== REQUESTS ==
1 > Decide whether each statement below agrees with the game review: (a) the game is divided into five acts, (b) the unknown entity's lines are spoken aloud, (c) pressing X opens the inventory. Answer yes or no for each, and quote the deciding words of the review.
2 > Copy the stretch of the game review from "The game is" through "moment after what?", swapping "bedroom" for "kitchen".
— BEGIN READING PASSAGE —
The game is separated into five acts, with it taking a couple of hours, give or take, to finish them all. And upon starting a new game, a screen warns you that it deals with some very mature themes. When Act 1 commences, a line of text informs you that it’s “A moment after,” and you are given an isometric view of a bedroom. Gripping from the start, the story will immediately have you asking questions, like a moment after what?

You control/are accompanied by an unknown entity, who is just as confused as you at being dropped into this world. For exposition, they speak as you solve puzzles, interact with objects, and navigate the world, but their dialogue is delivered via text only. As you find out more about the plot, so does this entity remember and ruminate on the events of the past. The controls are simple: ZL/ZR rotate your view around the given room, while the left stick moves a cursor around. Pressing A while your cursor is over an object interacts with it, and pressing X opens your inventory; from there you can then view a close-up of your inventory items to further inspect and interact with them. The right stick moves you from room to room or scene to scene.
— END READING PASSAGE —
— BEGIN DATASET RECORDS —
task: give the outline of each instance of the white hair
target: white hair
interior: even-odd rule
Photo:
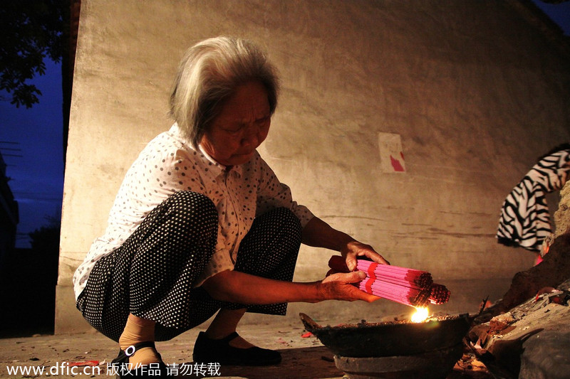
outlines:
[[[252,81],[265,87],[273,114],[279,80],[266,54],[247,40],[204,40],[189,48],[180,61],[170,95],[170,114],[197,147],[224,101],[238,86]]]

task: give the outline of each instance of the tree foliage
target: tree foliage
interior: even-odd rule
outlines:
[[[30,108],[41,92],[29,82],[46,73],[46,57],[59,62],[64,50],[63,15],[68,0],[8,0],[0,6],[0,90],[11,104]]]

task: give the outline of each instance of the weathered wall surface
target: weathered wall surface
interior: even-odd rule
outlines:
[[[172,123],[179,59],[221,34],[257,42],[280,69],[280,104],[259,151],[299,202],[393,264],[449,284],[444,309],[472,311],[532,265],[532,254],[494,233],[506,195],[569,140],[570,70],[508,3],[83,0],[56,330],[86,326],[71,275],[126,170]],[[384,134],[400,136],[405,172],[382,169]],[[296,279],[322,277],[331,254],[302,247]],[[387,303],[290,313],[370,318],[395,309]]]

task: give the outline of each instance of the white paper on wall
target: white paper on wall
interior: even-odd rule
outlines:
[[[378,133],[378,148],[382,172],[405,173],[405,162],[400,134]]]

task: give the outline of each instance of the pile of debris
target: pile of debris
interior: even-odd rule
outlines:
[[[542,262],[517,274],[504,298],[475,319],[462,363],[484,365],[489,378],[570,378],[569,278],[566,233],[554,240]],[[455,371],[461,368],[460,361]]]

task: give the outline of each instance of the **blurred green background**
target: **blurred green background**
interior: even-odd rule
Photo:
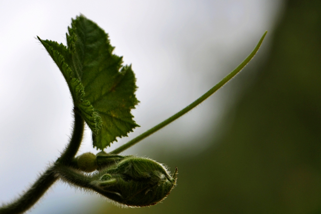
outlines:
[[[91,213],[321,213],[321,1],[288,1],[278,25],[221,137],[195,142],[210,145],[194,155],[151,149],[178,168],[168,198],[135,209],[100,202]],[[243,74],[238,84],[248,85]]]

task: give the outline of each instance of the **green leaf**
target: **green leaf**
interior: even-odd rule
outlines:
[[[139,101],[131,66],[112,53],[108,35],[81,15],[72,20],[68,47],[38,37],[67,81],[75,107],[92,132],[94,147],[103,149],[139,126],[131,110]]]

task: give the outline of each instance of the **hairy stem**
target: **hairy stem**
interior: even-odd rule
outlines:
[[[74,112],[74,124],[70,141],[61,157],[50,167],[26,192],[13,202],[0,208],[0,214],[22,213],[31,208],[58,179],[55,167],[58,163],[71,165],[79,148],[83,133],[83,120]]]
[[[265,37],[267,31],[265,31],[262,36],[262,38],[259,41],[257,45],[252,51],[252,53],[247,57],[236,68],[230,73],[227,76],[224,77],[219,82],[216,84],[214,87],[210,89],[208,91],[204,94],[199,98],[188,106],[184,109],[179,111],[168,119],[165,120],[158,125],[154,126],[150,129],[145,132],[143,134],[136,137],[128,142],[125,143],[111,152],[113,154],[118,154],[128,149],[130,147],[136,144],[144,138],[148,137],[154,132],[158,131],[164,126],[168,125],[176,119],[184,115],[188,112],[197,105],[204,101],[209,97],[213,94],[214,92],[218,90],[221,87],[227,82],[230,80],[232,79],[244,68],[246,64],[248,63],[250,60],[255,55],[257,51],[258,50],[261,46],[263,39]]]

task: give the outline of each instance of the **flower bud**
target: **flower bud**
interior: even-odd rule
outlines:
[[[84,153],[76,158],[78,168],[81,170],[86,172],[91,172],[97,168],[96,156],[92,153]]]
[[[176,184],[177,168],[172,176],[152,160],[123,157],[95,176],[91,182],[93,189],[122,204],[144,207],[162,200]]]

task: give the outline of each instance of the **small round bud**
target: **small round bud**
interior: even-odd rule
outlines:
[[[93,172],[97,167],[96,156],[91,152],[84,153],[77,158],[77,165],[84,172]]]
[[[171,175],[152,160],[123,158],[100,172],[91,183],[93,189],[122,204],[144,207],[161,201],[176,185],[177,168]]]

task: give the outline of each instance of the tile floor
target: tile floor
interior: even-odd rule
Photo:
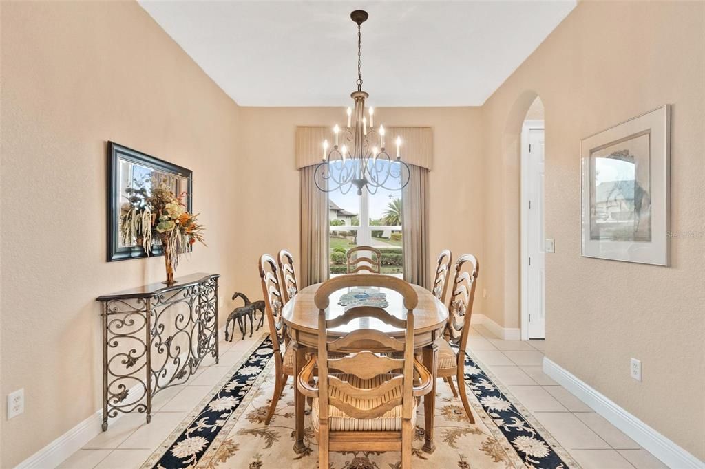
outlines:
[[[221,342],[221,360],[204,363],[188,385],[154,398],[152,423],[128,415],[110,425],[61,468],[138,468],[243,354],[252,340]],[[637,443],[541,370],[544,342],[497,339],[482,325],[471,330],[468,349],[494,373],[585,469],[666,468]],[[439,386],[444,386],[439,382]]]

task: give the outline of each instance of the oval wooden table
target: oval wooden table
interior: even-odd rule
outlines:
[[[306,353],[309,349],[316,349],[318,346],[318,309],[314,303],[314,295],[321,284],[315,284],[304,288],[289,301],[282,310],[282,318],[286,325],[286,334],[294,342],[295,349],[294,370],[295,377],[298,376],[301,369],[306,364]],[[424,365],[433,370],[434,376],[436,372],[436,356],[438,346],[435,341],[443,334],[443,327],[448,320],[448,309],[434,296],[430,292],[417,285],[412,284],[419,296],[419,303],[414,309],[414,345],[417,349],[423,349]],[[362,287],[367,289],[367,287]],[[403,299],[401,295],[386,288],[369,288],[372,293],[384,293],[384,300],[387,306],[380,304],[390,314],[400,318],[405,317],[406,311],[403,308]],[[326,310],[327,319],[336,318],[344,311],[344,306],[339,303],[341,297],[351,292],[359,293],[360,287],[346,287],[333,292],[330,297],[330,306]],[[357,291],[357,292],[353,292]],[[372,296],[376,295],[373,294]],[[348,298],[351,295],[347,296]],[[361,301],[355,298],[353,301]],[[374,299],[370,298],[362,304],[378,306]],[[336,332],[345,332],[356,329],[376,329],[389,333],[391,335],[398,334],[403,337],[404,331],[393,326],[385,324],[381,321],[369,318],[355,319],[350,323],[341,327],[331,329],[329,331],[331,337],[335,337]],[[371,351],[384,352],[387,350],[372,350]],[[294,443],[294,451],[301,453],[306,449],[304,444],[304,404],[305,397],[298,389],[294,391],[294,406],[296,414],[296,441]],[[424,397],[424,415],[425,419],[426,443],[423,450],[427,453],[432,453],[436,449],[433,442],[434,438],[434,408],[436,404],[436,380],[434,380],[433,389]]]

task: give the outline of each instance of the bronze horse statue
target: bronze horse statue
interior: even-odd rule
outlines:
[[[255,303],[252,303],[250,299],[243,293],[235,292],[233,294],[233,300],[238,296],[243,299],[245,306],[233,309],[233,312],[228,315],[228,320],[225,323],[225,339],[228,341],[228,328],[230,327],[231,322],[233,323],[233,331],[230,334],[230,340],[228,341],[231,342],[233,342],[233,337],[235,337],[235,320],[238,321],[238,327],[240,327],[240,332],[243,334],[243,339],[245,339],[245,334],[247,330],[247,318],[250,318],[250,337],[252,337],[252,330],[255,327],[252,318],[254,316],[254,320],[257,320],[257,311],[262,313],[262,317],[259,318],[259,323],[257,324],[257,330],[259,330],[259,327],[264,323],[264,300],[259,300]]]

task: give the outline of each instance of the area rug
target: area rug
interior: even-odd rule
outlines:
[[[204,468],[317,468],[318,446],[308,411],[306,451],[293,446],[294,399],[289,380],[274,417],[264,425],[274,389],[269,336],[257,341],[240,361],[142,465],[144,469]],[[477,360],[465,359],[470,424],[459,399],[439,380],[436,406],[436,451],[428,454],[422,426],[414,439],[415,468],[577,468],[577,464]],[[417,422],[423,425],[423,406]],[[398,469],[400,454],[331,453],[329,469]]]

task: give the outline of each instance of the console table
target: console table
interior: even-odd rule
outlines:
[[[219,274],[195,273],[101,295],[103,431],[118,412],[144,412],[159,391],[188,380],[208,355],[218,363]]]

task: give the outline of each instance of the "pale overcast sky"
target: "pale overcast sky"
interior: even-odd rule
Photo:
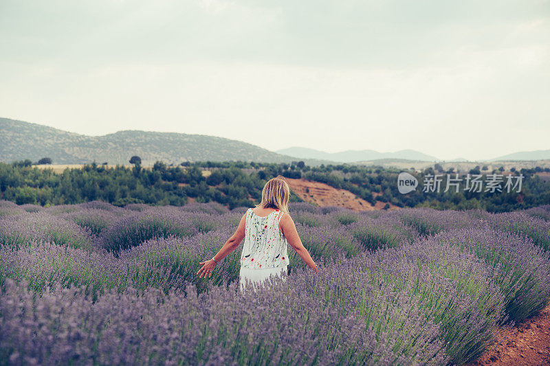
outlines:
[[[0,117],[483,159],[549,116],[549,1],[0,0]]]

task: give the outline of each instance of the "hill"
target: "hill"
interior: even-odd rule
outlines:
[[[183,161],[244,161],[289,163],[296,158],[284,156],[239,141],[206,136],[124,130],[104,136],[87,136],[36,124],[0,118],[0,161],[47,157],[54,163],[91,163],[128,164],[138,155],[144,165],[161,160]],[[310,165],[318,162],[307,161]]]
[[[341,163],[381,159],[405,159],[417,161],[437,161],[439,160],[435,157],[426,155],[414,150],[402,150],[395,152],[379,152],[373,150],[349,150],[339,152],[326,152],[307,148],[293,147],[278,150],[276,152],[297,159],[316,159]]]
[[[525,160],[549,160],[550,150],[537,150],[534,151],[520,151],[498,157],[490,160],[490,161],[510,161]]]

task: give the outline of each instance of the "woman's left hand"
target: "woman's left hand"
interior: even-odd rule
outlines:
[[[202,267],[201,267],[201,269],[197,273],[197,275],[200,273],[199,278],[203,277],[206,278],[206,276],[209,277],[212,277],[212,270],[216,266],[216,262],[214,260],[205,260],[204,262],[201,262],[199,264],[202,264]]]

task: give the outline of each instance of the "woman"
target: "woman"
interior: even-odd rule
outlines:
[[[270,179],[262,190],[262,201],[243,215],[235,233],[210,260],[201,262],[199,277],[210,277],[216,264],[235,250],[243,239],[239,282],[244,289],[248,280],[259,283],[271,275],[287,273],[287,244],[316,273],[319,269],[304,247],[294,222],[288,213],[290,189],[281,176]]]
— END DATASET RECORDS —
== LIST OF SOLUTIONS ==
1 >
(a) Yes: "The game is separated into five acts"
(b) No: "their dialogue is delivered via text only"
(c) Yes: "pressing X opens your inventory"

2 >
The game is separated into five acts, with it taking a couple of hours, give or take, to finish them all. And upon starting a new game, a screen warns you that it deals with some very mature themes. When Act 1 commences, a line of text informs you that it’s “A moment after,” and you are given an isometric view of a kitchen. Gripping from the start, the story will immediately have you asking questions, like a moment after what?